#### [AIM]
Render the items below as a Markdown table with the columns Row and Line, numbering each non-blank line and omitting the blank ones.

───── DATA RECORDS

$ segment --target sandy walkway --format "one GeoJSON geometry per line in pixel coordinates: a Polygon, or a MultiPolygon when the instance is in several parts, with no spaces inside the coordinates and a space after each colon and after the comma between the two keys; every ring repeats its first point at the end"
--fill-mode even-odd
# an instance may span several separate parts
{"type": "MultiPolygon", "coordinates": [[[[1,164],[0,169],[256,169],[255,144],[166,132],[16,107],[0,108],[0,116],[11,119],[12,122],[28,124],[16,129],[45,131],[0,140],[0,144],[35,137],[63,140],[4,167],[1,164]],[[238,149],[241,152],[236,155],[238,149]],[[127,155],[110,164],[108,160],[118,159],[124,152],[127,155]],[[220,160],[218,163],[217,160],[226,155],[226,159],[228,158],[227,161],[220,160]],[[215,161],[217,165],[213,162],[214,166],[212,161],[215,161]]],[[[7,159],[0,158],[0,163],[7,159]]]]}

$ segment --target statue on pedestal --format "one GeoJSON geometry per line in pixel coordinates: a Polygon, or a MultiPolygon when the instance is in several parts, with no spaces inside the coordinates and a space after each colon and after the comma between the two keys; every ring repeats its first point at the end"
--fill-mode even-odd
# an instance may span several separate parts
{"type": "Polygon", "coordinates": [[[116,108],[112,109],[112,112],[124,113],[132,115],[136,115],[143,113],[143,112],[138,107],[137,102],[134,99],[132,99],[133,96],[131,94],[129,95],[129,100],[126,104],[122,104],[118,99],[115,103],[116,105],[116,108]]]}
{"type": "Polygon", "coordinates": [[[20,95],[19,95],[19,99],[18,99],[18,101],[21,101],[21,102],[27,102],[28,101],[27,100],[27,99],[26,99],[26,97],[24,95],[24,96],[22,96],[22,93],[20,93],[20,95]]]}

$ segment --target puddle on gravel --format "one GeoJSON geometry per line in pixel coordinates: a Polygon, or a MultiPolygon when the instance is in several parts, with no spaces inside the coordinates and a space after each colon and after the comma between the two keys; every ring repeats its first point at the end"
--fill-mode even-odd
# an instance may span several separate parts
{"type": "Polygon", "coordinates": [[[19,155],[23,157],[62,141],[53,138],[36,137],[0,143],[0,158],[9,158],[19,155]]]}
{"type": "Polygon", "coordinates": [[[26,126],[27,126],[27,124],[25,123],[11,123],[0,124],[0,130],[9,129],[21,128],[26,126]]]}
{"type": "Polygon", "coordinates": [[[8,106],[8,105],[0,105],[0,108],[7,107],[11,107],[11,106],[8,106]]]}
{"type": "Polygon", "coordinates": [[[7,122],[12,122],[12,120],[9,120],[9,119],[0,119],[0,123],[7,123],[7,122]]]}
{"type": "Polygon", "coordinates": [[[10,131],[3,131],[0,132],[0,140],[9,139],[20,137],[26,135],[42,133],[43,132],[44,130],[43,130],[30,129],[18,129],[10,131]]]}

──────────

#### [OUTPUT BELOW]
| Row | Line |
|---|---|
| 1 | $ segment --target sandy walkway --format "one GeoJSON geometry per line in pixel coordinates: a Polygon, or a MultiPolygon when the instance is in several parts, with no spaces inside the coordinates and a space after each colon and after the comma between the two keys; every ring repeats its first point at the end" |
| 2 | --fill-mode even-odd |
| 3 | # an instance may span several separate parts |
| 4 | {"type": "MultiPolygon", "coordinates": [[[[1,164],[0,169],[256,169],[255,144],[166,132],[16,107],[0,108],[0,116],[11,119],[12,122],[28,124],[16,129],[45,131],[0,140],[0,144],[35,137],[63,140],[4,167],[1,164]],[[238,149],[241,152],[236,155],[238,149]],[[127,155],[110,164],[108,160],[118,159],[124,152],[127,155]],[[220,160],[218,163],[217,160],[226,155],[226,159],[228,158],[227,161],[220,160]],[[215,161],[217,165],[213,162],[214,166],[212,161],[215,161]]],[[[7,159],[0,158],[0,163],[7,159]]]]} |
| 5 | $ segment --target statue on pedestal --format "one GeoJSON geometry per line in pixel coordinates: a Polygon, or a MultiPolygon when the instance is in several parts, with no spaces inside the coordinates and a space after each colon and after the comma between the two keys; every ring repeats its first point at the end" |
| 6 | --fill-mode even-odd |
| 7 | # an instance may span several separate parts |
| 8 | {"type": "Polygon", "coordinates": [[[116,108],[112,109],[112,112],[124,113],[132,115],[136,115],[143,113],[143,112],[138,107],[137,102],[134,99],[132,99],[133,96],[131,94],[129,95],[129,100],[126,104],[122,104],[118,99],[115,103],[116,105],[116,108]]]} |
| 9 | {"type": "Polygon", "coordinates": [[[20,95],[19,95],[19,99],[18,99],[18,101],[21,101],[21,102],[27,102],[28,101],[27,100],[27,99],[26,99],[26,97],[24,95],[24,96],[22,96],[22,93],[20,93],[20,95]]]} |
| 10 | $ segment --target puddle on gravel --format "one GeoJSON geometry per line in pixel coordinates: a Polygon, or a MultiPolygon when the instance is in several parts, with no spaces inside the coordinates and a space after each colon and after the comma between the two keys; every ring repeats its first point at the end" |
| 11 | --fill-mode even-odd |
| 12 | # an instance may span several separate parts |
| 13 | {"type": "Polygon", "coordinates": [[[19,155],[23,157],[62,141],[53,138],[36,137],[0,143],[0,158],[9,158],[19,155]]]} |
| 14 | {"type": "Polygon", "coordinates": [[[26,126],[27,126],[27,124],[25,123],[11,123],[0,124],[0,130],[9,129],[21,128],[26,126]]]} |
| 15 | {"type": "Polygon", "coordinates": [[[8,106],[8,105],[0,105],[0,108],[7,107],[11,107],[11,106],[8,106]]]} |
| 16 | {"type": "Polygon", "coordinates": [[[7,122],[12,122],[12,120],[9,120],[9,119],[0,119],[0,123],[7,123],[7,122]]]} |
| 17 | {"type": "Polygon", "coordinates": [[[10,131],[3,131],[0,132],[0,140],[9,139],[20,137],[26,135],[42,133],[43,132],[44,130],[43,130],[30,129],[18,129],[10,131]]]} |